| Required action |
A word-for-word transcription of the records is required.

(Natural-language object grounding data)
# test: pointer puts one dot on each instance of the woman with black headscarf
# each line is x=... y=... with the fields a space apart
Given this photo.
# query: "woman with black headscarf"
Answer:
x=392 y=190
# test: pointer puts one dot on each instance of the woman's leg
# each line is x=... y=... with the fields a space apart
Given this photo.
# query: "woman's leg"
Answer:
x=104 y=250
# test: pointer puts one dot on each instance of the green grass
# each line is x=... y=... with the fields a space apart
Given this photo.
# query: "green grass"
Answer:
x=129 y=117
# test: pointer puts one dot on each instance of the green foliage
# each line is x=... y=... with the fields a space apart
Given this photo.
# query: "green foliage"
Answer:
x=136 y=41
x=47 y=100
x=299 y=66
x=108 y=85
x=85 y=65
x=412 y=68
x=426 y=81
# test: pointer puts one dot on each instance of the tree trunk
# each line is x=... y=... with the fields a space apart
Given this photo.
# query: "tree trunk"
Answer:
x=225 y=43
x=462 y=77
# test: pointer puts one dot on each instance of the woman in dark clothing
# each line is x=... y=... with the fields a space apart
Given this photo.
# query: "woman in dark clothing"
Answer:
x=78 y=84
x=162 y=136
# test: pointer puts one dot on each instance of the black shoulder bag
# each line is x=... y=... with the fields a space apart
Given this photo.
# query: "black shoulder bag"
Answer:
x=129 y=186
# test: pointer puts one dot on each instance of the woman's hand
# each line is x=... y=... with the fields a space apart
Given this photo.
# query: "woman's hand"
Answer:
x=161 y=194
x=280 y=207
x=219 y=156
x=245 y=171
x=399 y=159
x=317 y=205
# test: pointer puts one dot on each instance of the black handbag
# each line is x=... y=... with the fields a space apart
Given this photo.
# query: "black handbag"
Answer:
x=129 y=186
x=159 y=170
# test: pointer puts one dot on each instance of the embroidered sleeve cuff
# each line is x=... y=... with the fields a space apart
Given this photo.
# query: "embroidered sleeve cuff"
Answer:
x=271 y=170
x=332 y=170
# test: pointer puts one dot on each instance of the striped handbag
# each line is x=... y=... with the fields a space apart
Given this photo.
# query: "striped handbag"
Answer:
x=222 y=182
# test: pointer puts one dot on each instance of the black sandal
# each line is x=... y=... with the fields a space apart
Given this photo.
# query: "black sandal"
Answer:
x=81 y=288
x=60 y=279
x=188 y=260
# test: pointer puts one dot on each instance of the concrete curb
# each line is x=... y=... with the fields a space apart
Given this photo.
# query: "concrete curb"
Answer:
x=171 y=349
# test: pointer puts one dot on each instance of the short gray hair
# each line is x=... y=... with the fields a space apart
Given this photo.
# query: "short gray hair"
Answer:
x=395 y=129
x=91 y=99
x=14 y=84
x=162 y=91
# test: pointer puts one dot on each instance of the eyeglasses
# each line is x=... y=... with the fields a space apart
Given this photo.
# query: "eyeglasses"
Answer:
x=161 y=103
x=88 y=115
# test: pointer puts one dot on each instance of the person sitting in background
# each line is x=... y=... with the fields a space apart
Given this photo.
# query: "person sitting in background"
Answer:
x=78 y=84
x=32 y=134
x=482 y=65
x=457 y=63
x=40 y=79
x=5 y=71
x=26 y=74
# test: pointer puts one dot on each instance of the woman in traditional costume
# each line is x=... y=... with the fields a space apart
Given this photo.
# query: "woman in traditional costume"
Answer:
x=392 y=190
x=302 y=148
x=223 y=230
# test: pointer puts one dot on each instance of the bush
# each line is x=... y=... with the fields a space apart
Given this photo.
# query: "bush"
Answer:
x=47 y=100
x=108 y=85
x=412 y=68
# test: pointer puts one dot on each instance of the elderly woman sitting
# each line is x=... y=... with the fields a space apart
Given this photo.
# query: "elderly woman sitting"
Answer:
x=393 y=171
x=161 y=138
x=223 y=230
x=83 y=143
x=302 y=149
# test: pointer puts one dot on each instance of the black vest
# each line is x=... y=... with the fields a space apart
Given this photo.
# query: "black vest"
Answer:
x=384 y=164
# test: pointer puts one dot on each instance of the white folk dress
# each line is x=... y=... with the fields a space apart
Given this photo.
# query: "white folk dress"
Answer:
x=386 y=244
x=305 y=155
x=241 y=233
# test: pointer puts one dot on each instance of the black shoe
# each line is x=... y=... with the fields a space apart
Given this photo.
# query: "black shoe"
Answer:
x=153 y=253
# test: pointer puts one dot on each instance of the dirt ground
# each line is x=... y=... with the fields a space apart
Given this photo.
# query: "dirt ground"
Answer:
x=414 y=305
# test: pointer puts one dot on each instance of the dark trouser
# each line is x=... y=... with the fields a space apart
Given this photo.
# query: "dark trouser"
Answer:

| Response to this exercise |
# test: pointer puts one dot on each instance of the woman with black headscarf
# each line is x=... y=... with the fields a space apart
Given this photo.
# query: "woman with black headscarf"
Answer:
x=392 y=190
# test: pointer puts one dot on each instance of the woman's leg
# each line is x=... y=... with the fields a space apart
Given this photo.
# query: "woman's leg"
Answer:
x=104 y=250
# test: pointer puts one dot on each instance of the green grass
# each line is x=... y=... with the fields a space apart
Given this photo.
# query: "green grass"
Answer:
x=129 y=117
# test: pointer puts one dot on each instance of the green foliage
# each line is x=... y=... with the fields a space apart
Given this photo.
# query: "green foliage"
Answer:
x=136 y=41
x=47 y=100
x=299 y=66
x=108 y=85
x=85 y=65
x=412 y=68
x=426 y=81
# test: pointer puts one dot on each instance of the tree trunk
# each line is x=... y=... with the fields a space apart
Given this photo.
# query: "tree trunk"
Answer:
x=225 y=43
x=462 y=77
# test: pointer puts one dot on each instance of the woman in dark clothing
# each line is x=... y=... with the fields a space apart
Given this photo.
# query: "woman in dark clothing"
Answer:
x=78 y=84
x=162 y=136
# test: pointer puts one dot on each instance of the black shoulder bag
# each line is x=... y=... with the fields a space apart
Given this photo.
# query: "black shoulder bag"
Answer:
x=129 y=186
# test: pointer puts one dot on each instance of the woman's hand
# each line is x=... y=... with the fields a space apart
Given this photo.
# query: "woman's hand"
Answer:
x=161 y=194
x=280 y=207
x=219 y=156
x=245 y=171
x=399 y=159
x=317 y=205
# test: pointer puts one dot on each instance of the black handbag
# each line is x=... y=... with the fields a space apart
Given this photo.
# query: "black handbag"
Answer:
x=129 y=186
x=159 y=170
# test: pointer puts one dot on each instance of the embroidered sleeve cuff
# each line is x=... y=... with the fields a space apart
Given this photo.
# query: "embroidered sleeve cuff"
Answer:
x=271 y=170
x=332 y=170
# test: pointer puts one dot on each instance of the striped handbag
# each line is x=... y=... with the fields a space apart
Given this photo.
# query: "striped handbag"
Answer:
x=222 y=182
# test: pointer puts one dot on each instance of the black sandal
# each line is x=... y=... with the fields a space apart
Given this photo.
# query: "black sandal"
Answer:
x=81 y=288
x=60 y=279
x=188 y=260
# test: pointer puts one dot on each instance of the concrete curb
# each line is x=... y=... with the fields a space apart
Given this photo.
# query: "concrete curb"
Answer:
x=171 y=349
# test: pointer puts one dot on each instance of the short gray hair
# each line is x=... y=... with the fields a space apart
Given this photo.
# query: "short gray hair"
Answer:
x=395 y=129
x=91 y=99
x=14 y=84
x=162 y=91
# test: pointer puts one dot on each instance of the eyeglasses
# each line is x=... y=... with the fields a space apart
Given this photo.
# query: "eyeglasses"
Answer:
x=161 y=103
x=88 y=115
# test: pointer puts one dot on each instance of the person sitting in background
# each line is x=... y=... with the fields a space apart
Given this photo.
# query: "person sitting in background"
Answer:
x=78 y=84
x=32 y=134
x=482 y=65
x=457 y=63
x=40 y=79
x=5 y=71
x=26 y=74
# test: pointer puts one dot on each instance of the woman in traditional costume
# each line is x=... y=... with the fields a space apart
Given this photo.
# query: "woman in traditional costume"
Answer:
x=392 y=190
x=302 y=148
x=223 y=230
# test: pointer puts one dot on each instance of the bush
# each line is x=... y=... with the fields a space apart
Given this photo.
# query: "bush"
Answer:
x=47 y=100
x=108 y=85
x=412 y=68
# test: pointer puts one dot on each instance of the elderly woman sitting
# each line is x=... y=... with the fields a space apart
Given this photo.
# query: "elderly woman sitting"
Answer:
x=393 y=171
x=161 y=138
x=223 y=230
x=83 y=143
x=302 y=149
# test: pointer puts one dot on each instance of the black vest
# each line is x=... y=... with the fields a space apart
Given this photo.
# query: "black vest"
Answer:
x=384 y=164
# test: pointer puts one dot on each instance of the white folk dress
# each line is x=... y=... with the fields a space apart
Given this photo.
# query: "white folk dress"
Answer:
x=386 y=244
x=305 y=155
x=241 y=233
# test: pointer puts one dot on each instance of the black shoe
# each line is x=... y=... with the fields a space apart
Given this photo.
# query: "black shoe"
Answer:
x=153 y=253
# test: pointer puts one dot on each instance of the dirt ground
# each line is x=... y=... with the fields a space apart
Given this photo.
# query: "dirt ground"
Answer:
x=414 y=305
# test: pointer puts one dot on each instance of the dark trouser
# each line is x=... y=... with the fields a space apart
Given this photo.
# query: "dark trouser"
Answer:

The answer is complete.